[Coordinate annotation items]
★ ★ ★ ★ ★ ★ ★
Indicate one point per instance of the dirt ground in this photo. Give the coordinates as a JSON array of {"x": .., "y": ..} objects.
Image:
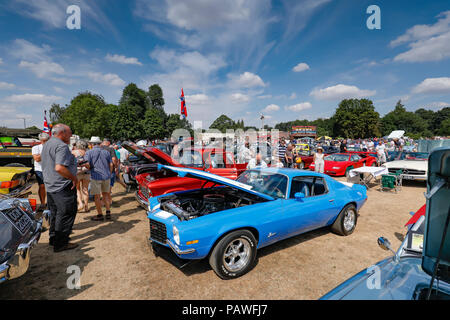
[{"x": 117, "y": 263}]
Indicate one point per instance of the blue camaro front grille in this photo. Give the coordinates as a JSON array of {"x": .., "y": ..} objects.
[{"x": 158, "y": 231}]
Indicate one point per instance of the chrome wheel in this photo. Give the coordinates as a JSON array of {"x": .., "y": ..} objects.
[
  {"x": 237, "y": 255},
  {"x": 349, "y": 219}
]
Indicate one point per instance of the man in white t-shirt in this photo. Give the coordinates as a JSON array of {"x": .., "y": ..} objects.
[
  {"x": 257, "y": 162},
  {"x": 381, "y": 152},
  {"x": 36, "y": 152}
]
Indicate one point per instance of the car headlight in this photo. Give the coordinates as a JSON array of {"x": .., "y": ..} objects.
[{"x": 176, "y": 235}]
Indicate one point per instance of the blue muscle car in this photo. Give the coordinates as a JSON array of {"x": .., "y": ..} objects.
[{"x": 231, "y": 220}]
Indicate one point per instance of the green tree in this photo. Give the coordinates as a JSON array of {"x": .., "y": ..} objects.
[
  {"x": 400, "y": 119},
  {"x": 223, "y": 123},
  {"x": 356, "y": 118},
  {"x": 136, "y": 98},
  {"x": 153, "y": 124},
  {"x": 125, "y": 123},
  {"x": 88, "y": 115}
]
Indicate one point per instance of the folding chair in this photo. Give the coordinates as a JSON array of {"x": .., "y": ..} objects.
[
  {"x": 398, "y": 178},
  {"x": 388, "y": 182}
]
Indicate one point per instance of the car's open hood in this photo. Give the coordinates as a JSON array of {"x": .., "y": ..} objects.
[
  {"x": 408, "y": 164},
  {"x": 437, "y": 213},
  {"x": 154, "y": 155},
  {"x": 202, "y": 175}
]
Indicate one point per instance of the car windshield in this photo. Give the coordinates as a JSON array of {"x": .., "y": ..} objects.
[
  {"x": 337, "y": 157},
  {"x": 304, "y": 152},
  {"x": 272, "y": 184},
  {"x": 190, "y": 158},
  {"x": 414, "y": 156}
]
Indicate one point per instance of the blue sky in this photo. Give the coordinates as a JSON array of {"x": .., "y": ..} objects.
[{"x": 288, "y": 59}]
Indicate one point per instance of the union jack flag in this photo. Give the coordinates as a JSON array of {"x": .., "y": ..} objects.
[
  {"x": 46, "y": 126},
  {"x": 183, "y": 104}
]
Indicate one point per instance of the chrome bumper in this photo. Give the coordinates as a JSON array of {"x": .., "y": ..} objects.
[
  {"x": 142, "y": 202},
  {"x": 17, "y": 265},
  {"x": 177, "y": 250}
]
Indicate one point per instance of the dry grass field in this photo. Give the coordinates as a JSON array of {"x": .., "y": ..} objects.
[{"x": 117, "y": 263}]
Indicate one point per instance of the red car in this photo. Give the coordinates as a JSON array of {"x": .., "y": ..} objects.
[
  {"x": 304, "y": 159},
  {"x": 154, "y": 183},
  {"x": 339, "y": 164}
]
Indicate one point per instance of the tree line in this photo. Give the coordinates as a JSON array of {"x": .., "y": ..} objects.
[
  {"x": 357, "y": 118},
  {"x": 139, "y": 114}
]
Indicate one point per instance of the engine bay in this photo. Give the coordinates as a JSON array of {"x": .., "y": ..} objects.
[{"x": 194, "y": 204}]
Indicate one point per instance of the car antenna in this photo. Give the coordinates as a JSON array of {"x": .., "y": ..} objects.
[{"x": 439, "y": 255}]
★ ★ ★ ★ ★ ★ ★
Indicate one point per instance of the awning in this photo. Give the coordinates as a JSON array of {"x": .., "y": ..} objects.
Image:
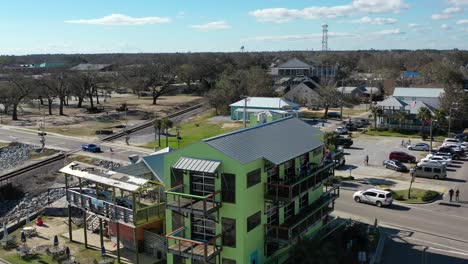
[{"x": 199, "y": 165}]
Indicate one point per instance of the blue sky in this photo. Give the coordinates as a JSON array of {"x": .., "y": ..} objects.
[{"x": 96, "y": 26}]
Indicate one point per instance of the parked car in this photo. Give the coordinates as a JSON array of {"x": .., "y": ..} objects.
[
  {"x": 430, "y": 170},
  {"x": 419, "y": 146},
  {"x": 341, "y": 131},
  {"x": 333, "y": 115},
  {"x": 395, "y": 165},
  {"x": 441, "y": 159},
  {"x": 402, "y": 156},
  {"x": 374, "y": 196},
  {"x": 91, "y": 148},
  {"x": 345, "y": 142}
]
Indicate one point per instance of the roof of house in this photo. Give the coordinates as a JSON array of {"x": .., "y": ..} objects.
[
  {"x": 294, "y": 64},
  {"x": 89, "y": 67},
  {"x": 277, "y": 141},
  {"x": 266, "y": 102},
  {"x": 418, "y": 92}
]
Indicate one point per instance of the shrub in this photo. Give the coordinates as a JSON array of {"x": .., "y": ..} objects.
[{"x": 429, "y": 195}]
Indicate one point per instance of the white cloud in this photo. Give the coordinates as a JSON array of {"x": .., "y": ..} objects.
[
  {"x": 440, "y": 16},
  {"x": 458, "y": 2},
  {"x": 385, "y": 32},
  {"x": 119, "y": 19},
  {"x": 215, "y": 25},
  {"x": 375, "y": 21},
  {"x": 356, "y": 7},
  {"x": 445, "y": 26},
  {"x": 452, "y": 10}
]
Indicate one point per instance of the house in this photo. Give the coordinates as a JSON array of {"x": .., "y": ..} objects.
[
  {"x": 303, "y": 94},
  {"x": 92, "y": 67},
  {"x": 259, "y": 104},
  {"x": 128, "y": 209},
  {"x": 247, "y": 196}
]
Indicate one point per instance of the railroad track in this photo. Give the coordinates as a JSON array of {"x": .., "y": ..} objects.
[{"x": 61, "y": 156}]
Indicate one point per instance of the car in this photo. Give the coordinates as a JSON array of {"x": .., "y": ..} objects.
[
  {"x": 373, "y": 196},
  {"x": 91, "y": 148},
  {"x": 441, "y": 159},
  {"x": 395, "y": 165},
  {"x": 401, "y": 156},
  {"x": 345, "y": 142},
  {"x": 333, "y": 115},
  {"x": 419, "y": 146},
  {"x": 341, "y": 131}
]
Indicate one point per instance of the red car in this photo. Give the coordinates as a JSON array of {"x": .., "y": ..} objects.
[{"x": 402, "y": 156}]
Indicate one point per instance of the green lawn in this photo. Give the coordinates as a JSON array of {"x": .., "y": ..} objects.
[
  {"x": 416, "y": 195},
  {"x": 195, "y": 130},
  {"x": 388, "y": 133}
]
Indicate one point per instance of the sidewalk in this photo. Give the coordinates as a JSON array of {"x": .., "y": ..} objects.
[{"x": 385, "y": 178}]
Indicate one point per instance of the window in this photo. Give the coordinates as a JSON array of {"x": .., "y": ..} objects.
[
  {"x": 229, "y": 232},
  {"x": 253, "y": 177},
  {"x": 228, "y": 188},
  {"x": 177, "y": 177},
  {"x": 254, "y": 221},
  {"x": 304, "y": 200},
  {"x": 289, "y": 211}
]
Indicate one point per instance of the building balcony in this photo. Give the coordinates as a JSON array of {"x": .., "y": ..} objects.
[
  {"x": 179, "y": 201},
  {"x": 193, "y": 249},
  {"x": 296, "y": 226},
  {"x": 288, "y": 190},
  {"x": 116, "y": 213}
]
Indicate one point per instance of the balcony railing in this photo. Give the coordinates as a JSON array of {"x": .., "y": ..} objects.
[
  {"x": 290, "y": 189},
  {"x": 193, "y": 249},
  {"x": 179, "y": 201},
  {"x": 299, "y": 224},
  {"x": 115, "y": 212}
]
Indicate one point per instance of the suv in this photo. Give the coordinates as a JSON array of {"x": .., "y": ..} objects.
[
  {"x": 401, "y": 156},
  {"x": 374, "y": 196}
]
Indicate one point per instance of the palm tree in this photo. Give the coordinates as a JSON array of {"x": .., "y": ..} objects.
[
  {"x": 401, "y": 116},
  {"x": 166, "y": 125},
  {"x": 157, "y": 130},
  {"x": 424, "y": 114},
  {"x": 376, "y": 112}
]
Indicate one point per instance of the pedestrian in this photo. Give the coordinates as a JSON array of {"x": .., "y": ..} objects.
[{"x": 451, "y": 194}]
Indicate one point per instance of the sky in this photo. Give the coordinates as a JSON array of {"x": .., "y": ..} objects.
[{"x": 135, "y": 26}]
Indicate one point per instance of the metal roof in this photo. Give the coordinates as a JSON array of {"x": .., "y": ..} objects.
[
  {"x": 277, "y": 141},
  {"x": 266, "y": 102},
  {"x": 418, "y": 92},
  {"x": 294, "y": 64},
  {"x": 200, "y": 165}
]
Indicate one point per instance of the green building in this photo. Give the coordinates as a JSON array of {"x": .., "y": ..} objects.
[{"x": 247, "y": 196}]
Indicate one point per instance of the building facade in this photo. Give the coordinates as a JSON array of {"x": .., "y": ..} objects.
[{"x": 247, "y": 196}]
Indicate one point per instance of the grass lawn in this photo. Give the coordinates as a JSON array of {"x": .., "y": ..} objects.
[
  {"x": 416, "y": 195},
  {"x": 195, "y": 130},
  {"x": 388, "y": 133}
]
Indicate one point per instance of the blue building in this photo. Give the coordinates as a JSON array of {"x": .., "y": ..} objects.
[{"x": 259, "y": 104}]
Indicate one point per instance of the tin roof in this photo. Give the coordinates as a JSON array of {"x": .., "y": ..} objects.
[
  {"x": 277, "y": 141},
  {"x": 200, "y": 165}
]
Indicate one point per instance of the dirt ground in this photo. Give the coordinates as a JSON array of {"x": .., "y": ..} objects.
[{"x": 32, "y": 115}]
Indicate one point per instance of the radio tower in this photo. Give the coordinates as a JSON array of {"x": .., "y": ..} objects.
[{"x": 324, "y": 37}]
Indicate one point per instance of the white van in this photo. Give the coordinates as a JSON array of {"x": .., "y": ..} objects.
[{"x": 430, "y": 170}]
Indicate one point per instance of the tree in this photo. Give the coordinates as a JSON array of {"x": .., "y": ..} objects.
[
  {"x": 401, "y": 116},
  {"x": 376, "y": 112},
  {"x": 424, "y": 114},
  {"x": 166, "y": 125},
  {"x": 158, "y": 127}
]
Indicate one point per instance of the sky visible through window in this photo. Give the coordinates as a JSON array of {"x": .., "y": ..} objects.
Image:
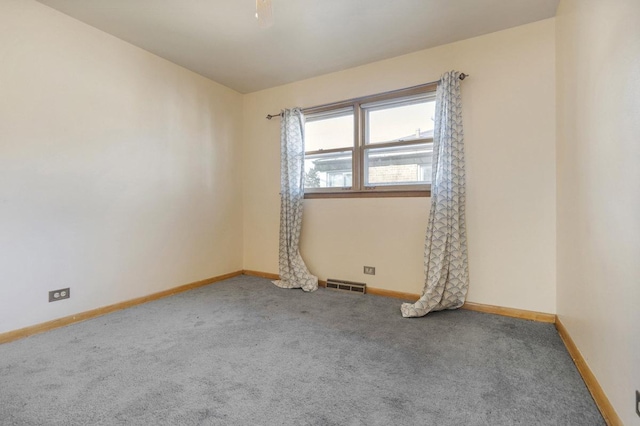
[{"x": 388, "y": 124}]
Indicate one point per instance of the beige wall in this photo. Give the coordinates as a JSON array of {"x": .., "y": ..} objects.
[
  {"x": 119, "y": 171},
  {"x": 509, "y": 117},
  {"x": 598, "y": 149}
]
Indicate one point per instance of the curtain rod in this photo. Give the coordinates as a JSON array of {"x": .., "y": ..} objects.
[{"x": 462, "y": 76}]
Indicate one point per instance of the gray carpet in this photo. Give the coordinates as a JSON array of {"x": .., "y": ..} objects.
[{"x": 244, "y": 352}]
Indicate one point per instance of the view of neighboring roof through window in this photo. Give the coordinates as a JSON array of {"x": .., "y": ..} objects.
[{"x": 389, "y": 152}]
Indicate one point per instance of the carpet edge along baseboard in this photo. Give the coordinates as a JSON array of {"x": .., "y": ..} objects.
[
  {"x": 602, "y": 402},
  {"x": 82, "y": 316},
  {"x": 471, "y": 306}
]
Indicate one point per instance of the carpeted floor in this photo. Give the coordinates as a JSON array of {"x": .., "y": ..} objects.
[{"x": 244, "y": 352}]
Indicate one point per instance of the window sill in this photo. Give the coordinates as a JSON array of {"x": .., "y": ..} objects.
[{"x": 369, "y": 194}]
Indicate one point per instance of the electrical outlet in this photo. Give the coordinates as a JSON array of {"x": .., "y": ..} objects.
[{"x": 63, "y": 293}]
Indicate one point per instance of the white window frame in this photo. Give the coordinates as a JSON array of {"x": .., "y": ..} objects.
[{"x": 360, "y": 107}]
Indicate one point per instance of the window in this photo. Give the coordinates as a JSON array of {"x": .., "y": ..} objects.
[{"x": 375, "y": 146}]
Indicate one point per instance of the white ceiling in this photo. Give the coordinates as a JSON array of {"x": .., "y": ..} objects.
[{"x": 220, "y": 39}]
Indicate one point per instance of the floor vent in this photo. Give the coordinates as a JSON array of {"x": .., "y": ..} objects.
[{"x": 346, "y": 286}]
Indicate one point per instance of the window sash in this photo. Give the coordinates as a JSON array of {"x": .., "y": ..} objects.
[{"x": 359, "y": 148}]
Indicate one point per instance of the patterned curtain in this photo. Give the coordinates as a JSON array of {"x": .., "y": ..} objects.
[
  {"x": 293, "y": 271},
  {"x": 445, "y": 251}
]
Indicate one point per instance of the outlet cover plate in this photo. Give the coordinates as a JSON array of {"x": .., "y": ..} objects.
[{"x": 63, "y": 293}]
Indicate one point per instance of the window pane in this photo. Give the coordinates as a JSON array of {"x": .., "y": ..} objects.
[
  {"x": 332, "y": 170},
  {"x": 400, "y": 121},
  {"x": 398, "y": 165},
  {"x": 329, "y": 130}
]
★ ★ ★ ★ ★ ★ ★
## Required task:
List every line of the items above that contains the word "balcony", with case counting.

## Output for this exercise:
Indicate one point per instance of the building balcony in this photo. Give the coordinates as a JSON array of {"x": .., "y": ..} objects.
Indicate one point per instance of the balcony railing in this photo. Give the coordinates as a JSON array of {"x": .., "y": ..} objects.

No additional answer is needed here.